• [SUPPLIED PASSAGE]:
=======
Reputation: 536
Is there an equivalent to Databricks' DBFS FileStore system in Azure Synapse? Is it possible to upload csv files and read them into pandas dataframes within Azure Synapse notebooks? Ideally I'd like to not load the csv into a database; looking for something as simple as DBFS' FileStore folder.
In Databricks: pd.read_csv('/dbfs/FileStore/name_of_file.csv')
In Synapse: ?
I don't see anywhere to upload csv files directly like in DBFS:
Upvotes: 0
Views: 579
Reputation: 6104
The azure synapse equivalent of using FileStore
in Databricks would be to use the data lake file system linked to your synapse workspace. Once you go to your synapse studio, navigate to Data->Linked
where you can find the linked storage account. This storage account was created/assigned when you create your workspace.
This primary data lake functions close to the FileStore in azure Databricks. You can use the UI shown in the above image to upload required files. You can right click on any of the files and load it into a Dataframe. As you can see in the image below, you can right click on the file and then choose new notebook -> Load to DataFrame
.
The UI automatically provides a code which helps to load the csv file to a spark Dataframe. You can modify this code to load the file as a pandas Dataframe.
'''
#this is provided by synapse when you select file and choose to load to Dataframe
df = spark.read.load('abfss://[email protected]/sample_1.csv', format='csv'
## If header exists uncomment line below
##, header=True
)
display(df.limit(10))
'''
#Use this following code to load as pandas dataframe
import pandas as pd
df = pd.read_csv('abfss://[email protected]/sample_1.csv')
This data lake storage will be linked to the workspace with the help of the linked service (Can be viewed in Manage->Linked services
). This is created by default from the data lake and file system information provided by the user (mandatory) while creating the synapse workspace.
Upvotes: 2
=======
• [DATA LISTING]:

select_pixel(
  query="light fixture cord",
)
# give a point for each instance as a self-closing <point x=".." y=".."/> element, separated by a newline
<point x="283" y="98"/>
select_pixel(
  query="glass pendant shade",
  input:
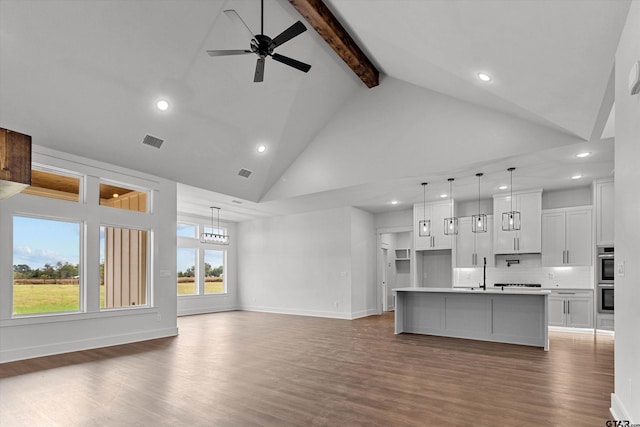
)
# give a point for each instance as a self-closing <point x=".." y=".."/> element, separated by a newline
<point x="425" y="228"/>
<point x="511" y="219"/>
<point x="217" y="235"/>
<point x="451" y="223"/>
<point x="479" y="223"/>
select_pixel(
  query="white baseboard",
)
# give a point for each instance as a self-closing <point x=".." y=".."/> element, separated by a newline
<point x="205" y="310"/>
<point x="312" y="313"/>
<point x="589" y="331"/>
<point x="79" y="345"/>
<point x="618" y="410"/>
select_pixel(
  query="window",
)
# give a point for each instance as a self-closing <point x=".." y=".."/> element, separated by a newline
=======
• [STATED PROBLEM]:
Answer these from the Synapse forum thread.
(a) In Synapse Studio, where does the thread say to go to find the linked storage account?
(b) After right-clicking a file, which menu choices load it into a DataFrame?
(c) Where can the linked service be viewed?

• [SOLUTION TO THE EXERCISE]:
(a) Data->Linked
(b) New notebook -> Load to DataFrame
(c) Manage->Linked services